▶ **Directions**
Copy the entries out again in full.

┌─ Listed records

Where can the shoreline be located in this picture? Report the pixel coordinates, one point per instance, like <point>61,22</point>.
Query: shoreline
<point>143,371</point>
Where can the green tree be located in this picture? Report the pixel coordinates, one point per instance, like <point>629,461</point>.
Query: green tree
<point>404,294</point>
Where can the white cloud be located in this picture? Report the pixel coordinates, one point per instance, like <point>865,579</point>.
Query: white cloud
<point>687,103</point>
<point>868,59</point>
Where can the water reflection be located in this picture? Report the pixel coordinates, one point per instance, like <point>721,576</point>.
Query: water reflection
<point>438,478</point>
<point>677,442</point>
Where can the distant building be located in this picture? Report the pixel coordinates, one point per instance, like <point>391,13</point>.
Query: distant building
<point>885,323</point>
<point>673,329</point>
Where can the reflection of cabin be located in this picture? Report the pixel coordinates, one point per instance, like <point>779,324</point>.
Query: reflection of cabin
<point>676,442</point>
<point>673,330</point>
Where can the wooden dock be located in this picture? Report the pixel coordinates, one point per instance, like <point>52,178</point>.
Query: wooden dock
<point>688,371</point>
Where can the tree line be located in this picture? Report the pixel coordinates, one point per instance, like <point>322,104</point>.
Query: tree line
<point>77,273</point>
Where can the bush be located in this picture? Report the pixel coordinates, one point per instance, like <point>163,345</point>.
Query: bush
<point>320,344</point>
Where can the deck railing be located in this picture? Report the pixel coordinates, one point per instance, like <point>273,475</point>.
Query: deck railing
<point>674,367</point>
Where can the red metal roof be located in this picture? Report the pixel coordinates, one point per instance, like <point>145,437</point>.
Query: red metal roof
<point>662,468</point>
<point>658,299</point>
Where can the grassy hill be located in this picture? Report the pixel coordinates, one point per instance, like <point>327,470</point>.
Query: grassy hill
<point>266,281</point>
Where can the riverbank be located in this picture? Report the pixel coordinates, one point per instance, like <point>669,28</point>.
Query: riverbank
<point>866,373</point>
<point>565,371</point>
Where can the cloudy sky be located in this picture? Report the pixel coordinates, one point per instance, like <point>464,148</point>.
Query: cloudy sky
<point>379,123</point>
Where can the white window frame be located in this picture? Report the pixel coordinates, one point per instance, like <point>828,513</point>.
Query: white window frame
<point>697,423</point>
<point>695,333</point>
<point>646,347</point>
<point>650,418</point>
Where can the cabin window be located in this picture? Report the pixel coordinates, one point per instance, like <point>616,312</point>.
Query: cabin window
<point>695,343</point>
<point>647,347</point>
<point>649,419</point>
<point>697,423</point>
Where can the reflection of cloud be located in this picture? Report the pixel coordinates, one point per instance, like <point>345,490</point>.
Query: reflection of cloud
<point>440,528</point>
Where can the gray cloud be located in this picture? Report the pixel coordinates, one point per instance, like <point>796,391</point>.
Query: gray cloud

└─

▶ **Exercise solution**
Where can the shoreline be located in this picture? Report the pixel coordinates, one point per instance, like <point>61,22</point>.
Query: shoreline
<point>143,371</point>
Where can the green tree be located in this picture? Report the pixel coordinates, one point per instance, like <point>629,461</point>.
Query: green tree
<point>404,294</point>
Where can the white cloud be located in this picture? Report the pixel coordinates, one point per instance, like <point>865,579</point>.
Query: white cloud
<point>687,103</point>
<point>868,59</point>
Where can the water reflection be located in this picture? Report the pixel coordinates, one point per instance, like <point>721,576</point>.
Query: water reflection
<point>438,478</point>
<point>677,442</point>
Where can the distant building be located in this picture? Report the pixel coordinates, one point per instance, like <point>391,13</point>.
Query: distant building
<point>885,323</point>
<point>673,329</point>
Where can the reflection of cabin be located in this picture? Report the pixel coordinates, one point per instance, like <point>779,324</point>.
Query: reflection of cabin
<point>676,442</point>
<point>673,330</point>
Where can the wooden dock be located in this picture? Report the pixel coordinates, one point per instance, like <point>52,178</point>.
Query: wooden dock
<point>688,371</point>
Where can the tree line be located in this picture? Report the pixel coordinates, one point per instance, like <point>322,104</point>.
Query: tree line
<point>77,273</point>
Where can the bush be located in this picture? Report the pixel coordinates, one point per instance, like <point>163,345</point>.
Query: bush
<point>320,344</point>
Where can the deck railing be located in this picture? Report the pixel coordinates, one point per instance, like <point>273,475</point>.
Query: deck railing
<point>674,367</point>
Where can the red metal roof be located in this picture? Report the pixel coordinates, one point per instance, like <point>145,437</point>.
Query: red metal roof
<point>662,468</point>
<point>658,299</point>
Where can the grassy hill be located in this picture? Report the pixel coordinates, one point per instance, like <point>327,470</point>.
Query: grassy hill
<point>266,281</point>
Where can the riverbank be located in this picture? Report the pixel coordinates, one point per instance, like <point>669,28</point>.
Query: riverbank
<point>866,373</point>
<point>565,371</point>
Where can the cloudy sky be located in this picture? Report the pixel coordinates, one point per instance, like <point>464,148</point>.
Query: cloudy sky
<point>379,123</point>
Where can the white window frame be located in this picture? Report the pixel coordinates, one point per instance, like <point>828,513</point>.
Query: white window frame
<point>697,423</point>
<point>695,333</point>
<point>646,347</point>
<point>650,418</point>
Where can the cabin window be located in this picture? Report the pixel coordinates, one point per instance, like <point>616,312</point>.
Query: cabin window
<point>695,343</point>
<point>647,347</point>
<point>649,419</point>
<point>697,423</point>
Where can the reflection of cloud be located in this picture? Report the pixel coordinates, one point per instance, like <point>345,490</point>.
Query: reflection of cloud
<point>440,528</point>
Where can the gray cloud be located in this picture? Report the pixel coordinates, one point per instance, like <point>796,391</point>.
Query: gray cloud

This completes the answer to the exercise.